Reproduce the records below word for word, with every line in its original order.

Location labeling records

--- Start ---

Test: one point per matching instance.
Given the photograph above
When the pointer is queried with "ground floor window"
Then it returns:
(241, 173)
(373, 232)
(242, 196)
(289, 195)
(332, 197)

--- End ---

Reply to the task:
Test: one point per matching instance.
Given the photograph above
When the pointer is queried with "ground floor window"
Then it returns:
(241, 173)
(373, 232)
(242, 196)
(289, 195)
(332, 197)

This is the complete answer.